→ Письменное задание A
С колокольни какой церкви, согласно отрывку о июньских днях в Париже, раздавался звук набата?

А торжественно начались они. Двадцать третьего числа, часа в четыре перед обедом, шёл я берегом Сены к городской ратуше; лавки запирались, колонны национальной гвар­дии с зловещими лицами шли по разным направлениям; небо было покрыто тучами; шёл дождик... Я остановился на Роnt Neuf. Сильная молния сверкнула из-за тучи, удары грома следовали друг за другом, и середь всего этого раздался мерный, протяжный звук набата с колокольни св. Сульпиция, которым ещё раз обманутый пролетарий звал своих братий к оружию. Собор и все здания по бе­регу были необыкновенно освещены несколькими лучами солнца, ярко выходившими из-под тучи; барабан разда­вался с разных сторон; артиллерия тянулась с Каруcельской площади .

Я слушал гром, набат и не мог насмотреться на панораму Парижа, — будто я с ним прощался. Я страстно любил Па­риж в эту минуту; это была последняя дань великому го­роду: после июньских дней он мне опротивел.

С другой стороны реки на всех переулках и улицах строи­лись баррикады. Я, как теперь, вижу эти сумрачные лица, таскавшие камни; дети, женщины помогали им. На одну .баррикаду, по-видимому оконченную, взошёл молодой по­литехник, водрузил знамя и запел тихим, печально торже­ственным голосом марсельезу; все работавшие запели и хор этой великой песни, раздававшийся из-за камней барри­кад, захватывал душу. . . Набат всё раздавался. Между тем, по мосту простучала артиллерия, и генерал Бедо  осма­тривал с моста в трубу неприятельскую позицию.

→ Письменное задание B
Перепишите записи, начиная с самого начала и заканчивая строкой, в которой стоит "(1188, 697)". Замените "white render surface" на "white plaster wall", а всё остальное оставьте без изменений.

→ Записи с координатной разметкой
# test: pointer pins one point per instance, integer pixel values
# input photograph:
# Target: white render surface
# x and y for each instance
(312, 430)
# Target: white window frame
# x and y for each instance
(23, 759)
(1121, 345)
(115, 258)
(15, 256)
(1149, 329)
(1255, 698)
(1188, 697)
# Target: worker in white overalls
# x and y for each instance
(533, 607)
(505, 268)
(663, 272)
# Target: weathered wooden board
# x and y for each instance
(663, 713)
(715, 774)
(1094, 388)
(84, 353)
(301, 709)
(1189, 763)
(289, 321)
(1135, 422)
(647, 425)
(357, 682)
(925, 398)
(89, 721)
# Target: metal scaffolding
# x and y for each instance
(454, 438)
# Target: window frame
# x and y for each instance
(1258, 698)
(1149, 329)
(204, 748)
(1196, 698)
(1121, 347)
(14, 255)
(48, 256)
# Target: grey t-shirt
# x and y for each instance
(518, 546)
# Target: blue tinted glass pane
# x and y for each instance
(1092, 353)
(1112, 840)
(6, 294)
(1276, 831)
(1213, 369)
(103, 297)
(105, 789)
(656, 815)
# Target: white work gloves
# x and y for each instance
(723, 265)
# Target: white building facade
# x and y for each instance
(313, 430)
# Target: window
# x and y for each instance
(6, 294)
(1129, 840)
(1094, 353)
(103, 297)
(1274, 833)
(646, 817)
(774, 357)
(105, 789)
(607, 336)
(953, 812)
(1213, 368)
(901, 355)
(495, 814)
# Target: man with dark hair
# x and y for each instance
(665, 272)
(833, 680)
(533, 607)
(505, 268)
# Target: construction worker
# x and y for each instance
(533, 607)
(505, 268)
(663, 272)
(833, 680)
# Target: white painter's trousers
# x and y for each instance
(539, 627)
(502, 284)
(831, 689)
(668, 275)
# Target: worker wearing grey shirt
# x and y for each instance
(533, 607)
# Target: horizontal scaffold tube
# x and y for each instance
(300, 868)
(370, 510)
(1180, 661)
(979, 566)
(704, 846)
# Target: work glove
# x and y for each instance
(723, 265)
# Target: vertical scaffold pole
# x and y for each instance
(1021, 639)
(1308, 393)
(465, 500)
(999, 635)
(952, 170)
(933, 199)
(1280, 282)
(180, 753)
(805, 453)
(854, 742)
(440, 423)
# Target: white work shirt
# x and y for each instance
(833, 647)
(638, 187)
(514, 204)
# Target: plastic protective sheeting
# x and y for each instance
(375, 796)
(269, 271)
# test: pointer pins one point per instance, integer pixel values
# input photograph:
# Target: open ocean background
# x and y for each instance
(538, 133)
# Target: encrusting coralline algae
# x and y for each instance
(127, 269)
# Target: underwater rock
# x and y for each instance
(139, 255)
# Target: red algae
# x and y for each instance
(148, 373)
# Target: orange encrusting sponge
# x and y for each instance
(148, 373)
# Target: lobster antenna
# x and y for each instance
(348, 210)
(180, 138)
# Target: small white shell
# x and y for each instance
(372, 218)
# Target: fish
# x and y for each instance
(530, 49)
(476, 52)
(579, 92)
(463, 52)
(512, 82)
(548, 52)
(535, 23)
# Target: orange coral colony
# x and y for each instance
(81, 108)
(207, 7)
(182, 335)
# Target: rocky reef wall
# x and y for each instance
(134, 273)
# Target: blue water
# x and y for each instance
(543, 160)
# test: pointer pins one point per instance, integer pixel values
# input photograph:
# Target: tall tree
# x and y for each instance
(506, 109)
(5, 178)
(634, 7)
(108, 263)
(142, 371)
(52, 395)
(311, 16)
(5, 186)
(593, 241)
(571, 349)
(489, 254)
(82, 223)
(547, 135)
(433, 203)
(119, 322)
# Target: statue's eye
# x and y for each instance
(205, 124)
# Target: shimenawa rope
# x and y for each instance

→ Решение A
С колокольни св. Сульпиция.

→ Решение B
# test: pointer pins one point per instance, integer pixel values
# input photograph:
# Target: white plaster wall
# x and y for each instance
(312, 430)
# Target: white window frame
# x and y for each instance
(23, 759)
(1121, 345)
(115, 258)
(15, 256)
(1149, 329)
(1255, 698)
(1188, 697)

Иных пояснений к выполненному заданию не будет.